» Required task
Return every line of the records below that contains the word "grassy", matching case exactly.

******************************

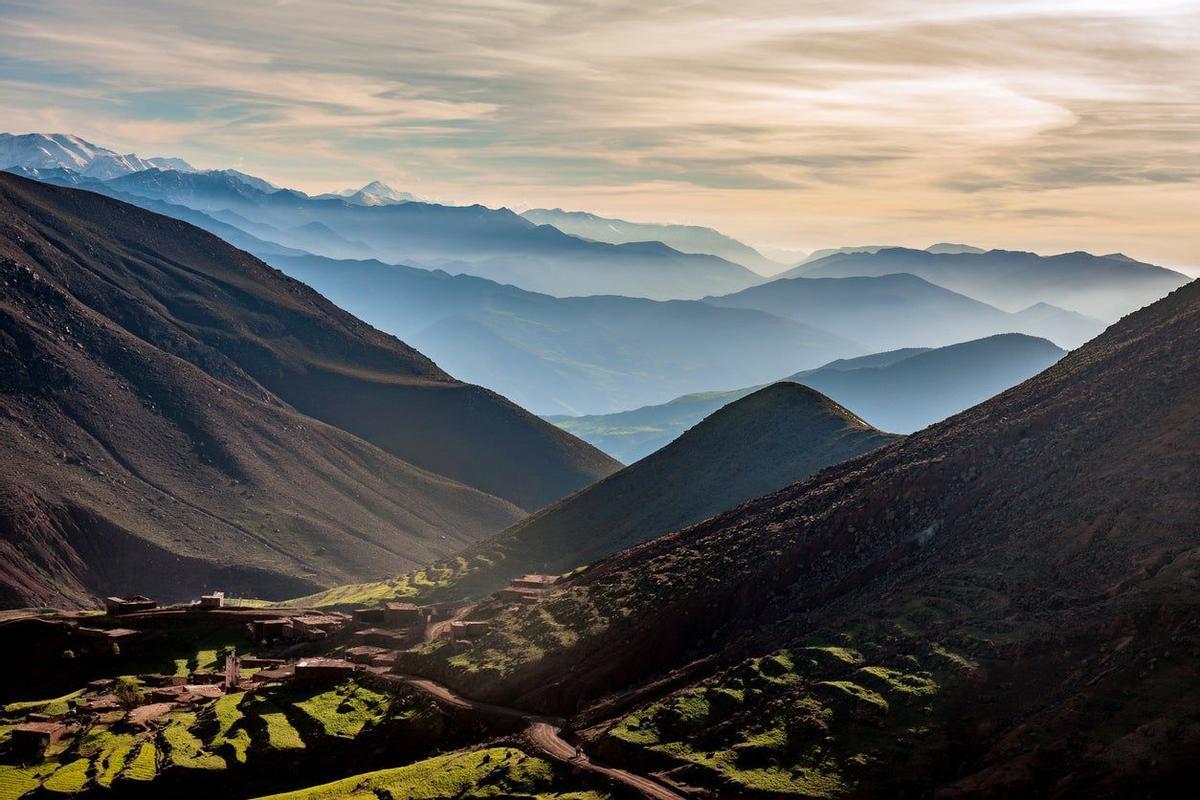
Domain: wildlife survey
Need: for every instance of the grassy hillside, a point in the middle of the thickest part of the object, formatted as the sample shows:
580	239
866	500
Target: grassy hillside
775	437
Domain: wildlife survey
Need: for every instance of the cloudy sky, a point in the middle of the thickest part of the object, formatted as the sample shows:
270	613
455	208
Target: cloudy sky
1024	124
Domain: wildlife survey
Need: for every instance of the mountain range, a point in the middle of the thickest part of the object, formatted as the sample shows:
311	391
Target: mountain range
179	415
496	244
1102	287
61	150
685	239
568	354
1000	605
899	390
755	445
888	311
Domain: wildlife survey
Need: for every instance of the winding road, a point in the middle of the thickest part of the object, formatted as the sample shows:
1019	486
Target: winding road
545	734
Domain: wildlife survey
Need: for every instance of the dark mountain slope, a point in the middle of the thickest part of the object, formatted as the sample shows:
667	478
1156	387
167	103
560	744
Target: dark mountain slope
929	386
883	312
899	391
491	242
1098	286
634	434
129	467
195	296
763	441
1003	603
576	354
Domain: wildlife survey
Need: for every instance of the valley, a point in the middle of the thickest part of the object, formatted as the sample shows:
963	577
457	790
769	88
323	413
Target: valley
357	494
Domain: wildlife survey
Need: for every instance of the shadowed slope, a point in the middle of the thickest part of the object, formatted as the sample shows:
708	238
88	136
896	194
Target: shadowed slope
1025	571
772	438
1103	287
241	322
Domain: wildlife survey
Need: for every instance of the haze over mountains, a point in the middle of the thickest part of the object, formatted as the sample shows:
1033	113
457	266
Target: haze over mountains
171	403
685	239
495	244
757	444
1104	287
957	612
901	310
60	150
575	354
900	391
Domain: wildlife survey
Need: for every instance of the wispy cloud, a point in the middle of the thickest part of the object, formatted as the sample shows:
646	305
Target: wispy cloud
1020	122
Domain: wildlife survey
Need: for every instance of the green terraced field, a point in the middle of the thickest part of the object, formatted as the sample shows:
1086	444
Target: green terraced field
493	773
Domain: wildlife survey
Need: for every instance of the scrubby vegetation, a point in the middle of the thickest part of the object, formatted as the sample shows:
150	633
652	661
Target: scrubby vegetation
223	734
346	709
493	773
809	721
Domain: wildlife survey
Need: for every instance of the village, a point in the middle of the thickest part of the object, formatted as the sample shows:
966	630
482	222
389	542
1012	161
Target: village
219	659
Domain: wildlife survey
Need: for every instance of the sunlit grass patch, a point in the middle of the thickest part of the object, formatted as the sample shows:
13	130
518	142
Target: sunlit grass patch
144	765
17	781
346	709
184	749
69	779
493	773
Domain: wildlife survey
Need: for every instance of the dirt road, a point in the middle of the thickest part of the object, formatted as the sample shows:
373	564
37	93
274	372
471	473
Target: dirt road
544	734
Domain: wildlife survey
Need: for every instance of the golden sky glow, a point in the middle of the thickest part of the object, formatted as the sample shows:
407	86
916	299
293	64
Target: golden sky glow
1045	126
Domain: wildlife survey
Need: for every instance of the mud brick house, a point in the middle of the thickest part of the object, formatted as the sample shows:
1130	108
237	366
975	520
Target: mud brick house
130	605
33	739
534	582
469	629
216	600
394	614
382	637
274	674
273	629
323	671
316	626
119	635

******************************

» Exercise solution
Need: for every instance of the grassy hillside, a point in the middle of the thickest part of the object, formatted as the sample shows:
Target: grassy hillside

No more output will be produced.